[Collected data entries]
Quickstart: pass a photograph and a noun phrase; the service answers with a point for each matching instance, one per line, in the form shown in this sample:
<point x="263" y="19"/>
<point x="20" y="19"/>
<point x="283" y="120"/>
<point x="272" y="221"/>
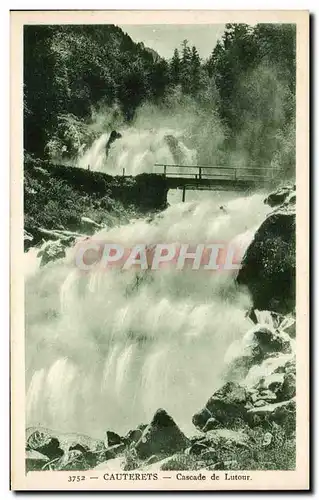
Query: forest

### PROMPT
Go through the records and pull out each line that includes the word "point".

### SOLVED PROBLEM
Quickstart: pass a photograph and a noun phrase; the service answers with a point for each matching instance, one per line, in the form shown in this sample:
<point x="263" y="19"/>
<point x="20" y="19"/>
<point x="283" y="120"/>
<point x="272" y="221"/>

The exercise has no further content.